Gut Hormones (7-8) Flashcards
What are some features of gut hormones?
→ all peptide hormones
→ many found elsewhere (e.g. brain)
→ act in both paracrine and endocrine fashion
What are some hormones of the upper gut/stomach?
Ghrelin → hunger, growth hormone releasing
Gastrin → acid secretion
What are some hormones of the middle gut/duodenum?
Secretin → pancreatic exocrine secretion
GIP → incretin activity
Motilin → gastrointestinal motility
What is the gross anatomy of the GI tract?
GI = gastrointestinal
→ a long continuous muscular digestive tube
involved in: ingestion, propulsion, mechanical digestion, chemical digestion, absorption, defecation
What are some functional considerations of the GI tract?
→ substances in the GI tract lumen are outside of the body
→ multiple sensors and receptors line the GI tract to monitor contents and respond to conditions
→ controls: intrinsic (local control) and extrinsic (CNS)
What are the four tunics of the GI tract?
Mucosa → epithelium, lamina propria, muscular mucosae
Submucosa → glands, receptors
Muscularis externa → longitudinal muscle, circular muscle
Serosa → epithelium, connective tissue
Does the innermost mucosa differ throughout the GI tract?
The histology/morphology is slightly different throughout
→ oesophagus, stomach, small intestine, large intestine differ - functional diversity
→ same tunics are there
→ e.g. small intestine - more absorpative
Where are the endocrine cells found?
Gastric pits in the stomach lining
→ gastric pits lead to gastric glands
Cells in gastric gland change as you go down
→ mucous cells, parietal cells, chief cells and enteroendocrine cells
What is the function of parietal cells?
Produce HCL
→ maintain acidic environment for proper digestion and nutrient absorption
→ controlled by enteroendocrine cells
→ acidity changes biology of Na H+ pumps
What is the function of chief cells?
Role in secreting enzyme pepsinogen
→ becomes active form pepsin in acidic environment
What is the function of enteroendocrine cells?
Paracrine
Neuronal → afferent vagal, splanchnic and enteric nerves
Endocrine → enters blood
Regulates digestive and metabolic functions, appetite and energy homeostasis
What are 7TM chemosenesors?
G-protein couples receptors found on entero-endocrine cells in the GI tract
→ have 7 transmembrane domains
→ involved in detecting luminal contents - nutrients, metabolites etc
e.g. short chain fatty acids → GPR41
proteolytic products → GPR93
bile acids → GPR131
activation causes release of GI-tract hormones
What are G-cell endocrine cells?
Type of endocrine cell found in stomach responsible for releasing gastrin
Food enters stomach
→ signals in pit to G cell
→ G cells sense increase Ca2+
→ release gastrin
→ gastrin regulates parietal cells
→ release of HCl
regulate gastric acid secretion and maintaining digestive function
How does gastrin work?
Controls acid secretion directly → via CCK receptors on parietal cells
Control acid secretion indirectly → through inducing histamine containing ECL cells
Regulated by pH and somatostatin
Also drives mucosal growth and effects gastric motility
What signals to parietal cells?
Parietal cells have many signals - lots of things controlling them
→ direct from gastrin
→ histamine from ECL
→ neural input
→ feedback via somatostatin from D cells
How is the movement of membrane and vesicles regulated in parietal cells?

**Exercise goal**. Decide whether each statement agrees with the gut hormone flashcards: (a) gastrin is regulated by pH and somatostatin, (b) chief cells produce HCL, and (c) bile acids are detected by GPR93. Answer yes or no for each, quoting the words from the flashcards that decide it.

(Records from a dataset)
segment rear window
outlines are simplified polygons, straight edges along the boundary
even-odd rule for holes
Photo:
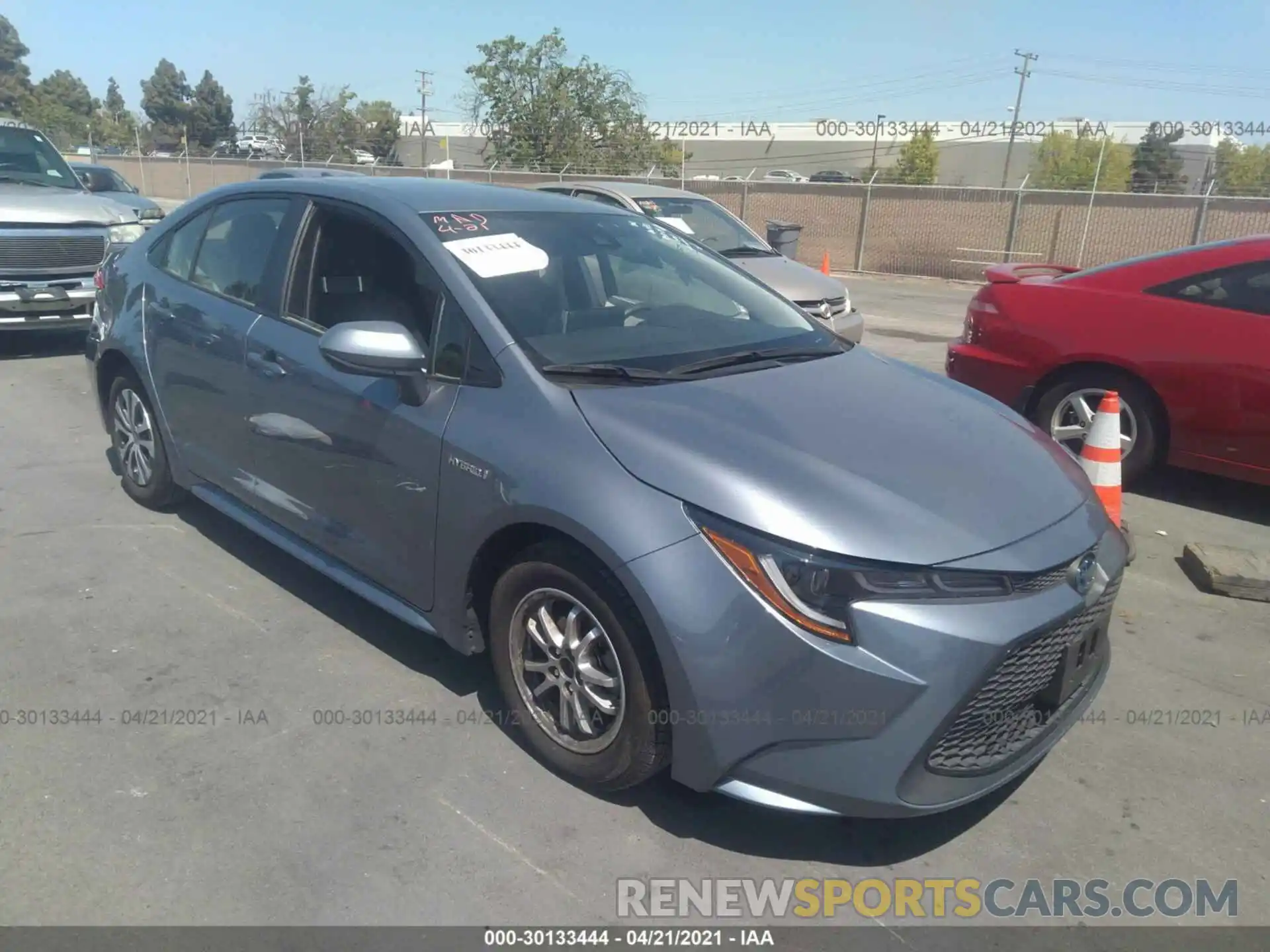
[[[1062,274],[1054,278],[1054,282],[1060,281],[1073,281],[1076,278],[1087,278],[1091,274],[1102,274],[1104,272],[1116,270],[1118,268],[1129,268],[1134,264],[1143,264],[1146,261],[1157,261],[1165,258],[1175,258],[1176,255],[1190,254],[1191,251],[1203,251],[1209,248],[1228,248],[1229,245],[1238,245],[1247,239],[1226,239],[1224,241],[1209,241],[1206,245],[1184,245],[1182,248],[1171,248],[1167,251],[1153,251],[1148,255],[1138,255],[1137,258],[1124,258],[1119,261],[1109,261],[1107,264],[1100,264],[1095,268],[1086,268],[1085,270],[1072,272],[1071,274]]]

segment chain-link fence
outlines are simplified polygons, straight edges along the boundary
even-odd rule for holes
[[[155,198],[189,198],[296,162],[99,156]],[[319,164],[320,165],[320,164]],[[530,187],[616,176],[382,165],[325,168]],[[566,173],[566,170],[565,170]],[[999,261],[1091,267],[1187,244],[1270,232],[1270,198],[947,185],[782,184],[627,178],[709,195],[759,234],[768,220],[803,226],[799,258],[833,270],[977,281]]]

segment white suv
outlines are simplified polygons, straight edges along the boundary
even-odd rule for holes
[[[262,136],[259,133],[239,136],[237,147],[240,152],[246,152],[248,155],[281,156],[283,152],[282,142],[273,136]]]

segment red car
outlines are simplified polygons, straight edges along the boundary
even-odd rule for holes
[[[1270,485],[1270,236],[984,277],[949,377],[1074,453],[1119,391],[1125,482],[1168,462]]]

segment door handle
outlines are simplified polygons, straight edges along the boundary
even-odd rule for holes
[[[277,350],[265,350],[264,353],[253,352],[246,355],[246,366],[254,371],[259,371],[264,377],[287,376],[287,368],[278,362]]]

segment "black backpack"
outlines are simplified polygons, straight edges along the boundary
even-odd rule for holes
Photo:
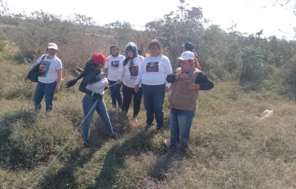
[[[37,82],[38,81],[38,76],[39,75],[39,66],[40,63],[42,62],[44,58],[46,56],[46,55],[45,55],[42,58],[41,61],[39,63],[38,65],[36,65],[32,69],[31,69],[29,72],[28,78],[32,82]]]

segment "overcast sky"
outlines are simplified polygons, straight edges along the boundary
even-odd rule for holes
[[[5,0],[2,0],[5,2]],[[286,36],[291,39],[295,35],[296,16],[293,8],[296,0],[291,0],[283,7],[273,6],[276,0],[185,0],[189,7],[201,7],[205,18],[226,30],[232,23],[236,30],[255,34],[263,29],[263,35]],[[92,17],[97,24],[102,25],[116,20],[128,21],[135,29],[144,30],[146,23],[161,18],[164,14],[175,11],[178,0],[9,0],[10,13],[27,14],[40,10],[57,15],[73,17],[74,13]]]

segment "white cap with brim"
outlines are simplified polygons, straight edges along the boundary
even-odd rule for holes
[[[191,51],[185,51],[181,54],[181,57],[177,58],[178,60],[194,60],[194,53]]]
[[[55,43],[49,43],[47,45],[48,49],[53,49],[56,50],[58,50],[58,46]]]

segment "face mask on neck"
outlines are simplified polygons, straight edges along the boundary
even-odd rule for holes
[[[55,55],[54,55],[53,56],[50,56],[49,54],[47,54],[48,56],[49,56],[49,57],[50,57],[50,58],[54,58],[55,57],[55,56],[56,55],[56,54],[55,54]]]

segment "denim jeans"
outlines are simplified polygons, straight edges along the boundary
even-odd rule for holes
[[[133,99],[133,113],[132,117],[136,117],[141,108],[141,100],[143,96],[142,87],[139,88],[139,91],[136,93],[133,90],[133,88],[129,87],[124,84],[122,84],[122,95],[123,96],[122,111],[128,113],[130,105],[132,103],[132,99]]]
[[[54,95],[54,89],[56,86],[56,82],[50,84],[46,84],[38,82],[34,92],[34,103],[35,110],[41,109],[41,101],[43,96],[45,97],[45,110],[51,111],[52,109],[52,100]]]
[[[164,126],[164,84],[149,86],[142,84],[142,89],[146,110],[146,123],[151,124],[155,116],[157,128]]]
[[[115,84],[116,82],[115,81],[108,80],[109,86]],[[114,85],[110,87],[110,92],[111,94],[111,99],[112,99],[112,104],[114,106],[116,106],[116,101],[118,103],[118,106],[122,105],[122,98],[120,94],[120,88],[121,87],[121,83],[120,85]]]
[[[170,148],[176,147],[179,142],[181,145],[186,145],[189,141],[190,128],[195,115],[195,110],[171,109],[169,115],[171,132]]]
[[[97,103],[92,109],[92,107],[95,104],[97,98],[93,96],[86,94],[82,100],[82,107],[83,109],[83,114],[84,118],[87,115],[89,112],[89,114],[86,117],[83,123],[82,132],[83,135],[83,140],[84,142],[88,142],[88,136],[89,135],[89,126],[91,123],[92,119],[94,116],[95,110],[98,112],[101,119],[104,122],[105,128],[108,131],[109,135],[114,133],[110,119],[107,112],[106,105],[104,99],[99,99],[97,102]]]

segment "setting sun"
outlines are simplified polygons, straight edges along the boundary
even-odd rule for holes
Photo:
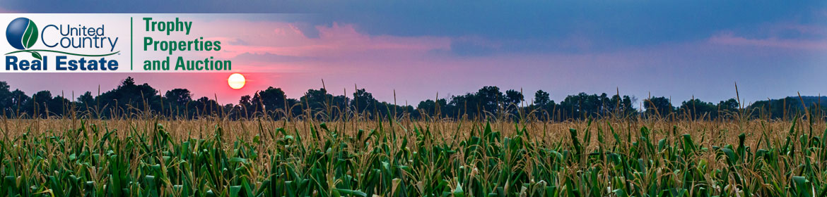
[[[246,83],[246,80],[244,78],[244,75],[239,73],[232,73],[230,77],[227,78],[227,83],[230,85],[232,89],[241,89],[244,87],[244,84]]]

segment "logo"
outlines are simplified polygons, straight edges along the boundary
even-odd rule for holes
[[[20,50],[26,50],[35,45],[37,42],[37,25],[28,18],[19,17],[12,21],[8,23],[8,27],[6,28],[6,40],[8,40],[8,44],[12,45],[12,47]],[[31,56],[37,59],[42,59],[41,54],[36,51],[26,51],[31,53]]]
[[[69,21],[41,25],[45,26],[38,29],[27,17],[15,18],[8,23],[6,40],[17,50],[5,54],[7,71],[48,71],[50,67],[55,71],[117,69],[117,60],[107,57],[120,53],[115,50],[118,37],[106,34],[106,24],[90,26]],[[35,45],[37,42],[42,44]],[[106,52],[98,54],[102,50]],[[15,54],[30,54],[34,59]]]

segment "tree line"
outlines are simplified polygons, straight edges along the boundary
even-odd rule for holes
[[[266,118],[272,120],[314,118],[332,120],[347,118],[374,119],[395,116],[417,120],[432,119],[524,119],[564,121],[600,117],[682,120],[717,120],[750,117],[788,119],[804,113],[824,117],[827,107],[823,96],[786,97],[743,105],[733,98],[718,103],[692,98],[679,106],[659,96],[640,101],[634,96],[579,93],[560,102],[550,94],[537,91],[533,101],[526,101],[522,91],[483,87],[476,92],[420,101],[415,107],[380,101],[365,89],[356,89],[351,96],[334,96],[325,88],[308,89],[299,98],[289,98],[281,88],[268,87],[241,96],[238,104],[220,105],[214,98],[195,98],[187,89],[176,88],[161,94],[147,83],[137,84],[127,77],[113,90],[93,95],[87,91],[74,100],[65,95],[41,91],[31,96],[19,89],[11,91],[0,82],[0,109],[8,118],[47,118],[84,116],[88,118],[124,118],[164,115],[175,119],[221,116],[229,119]]]

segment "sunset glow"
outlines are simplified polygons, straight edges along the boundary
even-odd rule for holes
[[[230,88],[238,90],[244,87],[244,84],[246,83],[246,79],[244,78],[244,75],[232,73],[230,75],[230,77],[227,78],[227,83],[230,85]]]

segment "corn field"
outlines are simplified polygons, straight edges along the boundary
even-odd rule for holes
[[[819,119],[4,120],[7,196],[824,196]]]

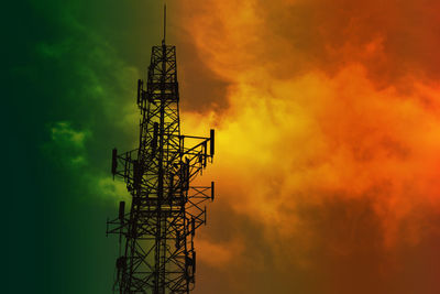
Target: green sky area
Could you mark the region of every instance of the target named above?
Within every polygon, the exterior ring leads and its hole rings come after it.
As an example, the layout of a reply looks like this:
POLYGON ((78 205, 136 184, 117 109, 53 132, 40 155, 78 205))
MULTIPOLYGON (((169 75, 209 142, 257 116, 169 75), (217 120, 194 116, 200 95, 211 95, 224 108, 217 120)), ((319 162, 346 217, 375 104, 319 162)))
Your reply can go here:
POLYGON ((161 1, 8 2, 4 293, 111 292, 118 248, 106 220, 123 190, 111 149, 135 148, 136 79, 161 42, 161 1))

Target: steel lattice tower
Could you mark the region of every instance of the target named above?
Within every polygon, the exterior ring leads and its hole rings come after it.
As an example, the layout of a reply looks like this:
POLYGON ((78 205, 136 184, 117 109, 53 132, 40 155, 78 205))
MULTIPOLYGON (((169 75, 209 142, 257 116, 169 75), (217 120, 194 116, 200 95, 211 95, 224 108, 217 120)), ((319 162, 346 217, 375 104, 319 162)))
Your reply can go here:
POLYGON ((112 174, 123 177, 132 196, 121 202, 108 233, 118 233, 117 293, 189 293, 196 272, 195 231, 206 224, 210 186, 190 183, 212 161, 209 138, 180 134, 176 47, 153 46, 146 89, 138 83, 141 110, 139 149, 112 153, 112 174), (189 145, 188 145, 189 144, 189 145))

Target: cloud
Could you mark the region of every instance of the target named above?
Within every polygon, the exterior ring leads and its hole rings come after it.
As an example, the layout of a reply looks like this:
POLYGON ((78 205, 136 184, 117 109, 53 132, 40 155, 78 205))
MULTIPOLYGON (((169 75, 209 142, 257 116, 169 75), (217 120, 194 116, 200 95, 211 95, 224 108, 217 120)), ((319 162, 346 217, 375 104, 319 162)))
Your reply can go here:
POLYGON ((182 116, 184 131, 217 129, 207 175, 223 224, 209 240, 232 226, 217 242, 240 241, 256 262, 207 270, 230 283, 212 288, 435 293, 422 248, 439 237, 437 6, 180 3, 198 56, 228 85, 228 108, 182 116))

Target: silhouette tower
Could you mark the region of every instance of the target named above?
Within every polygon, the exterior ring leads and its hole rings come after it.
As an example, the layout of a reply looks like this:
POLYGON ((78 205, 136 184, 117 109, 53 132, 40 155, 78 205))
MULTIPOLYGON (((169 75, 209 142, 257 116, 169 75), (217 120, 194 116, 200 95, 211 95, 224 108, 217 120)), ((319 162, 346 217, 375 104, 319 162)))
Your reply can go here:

**Result of this exercise**.
(a) Yes: "Regulated by pH and somatostatin"
(b) No: "Role in secreting enzyme pepsinogen"
(c) No: "bile acids → GPR131"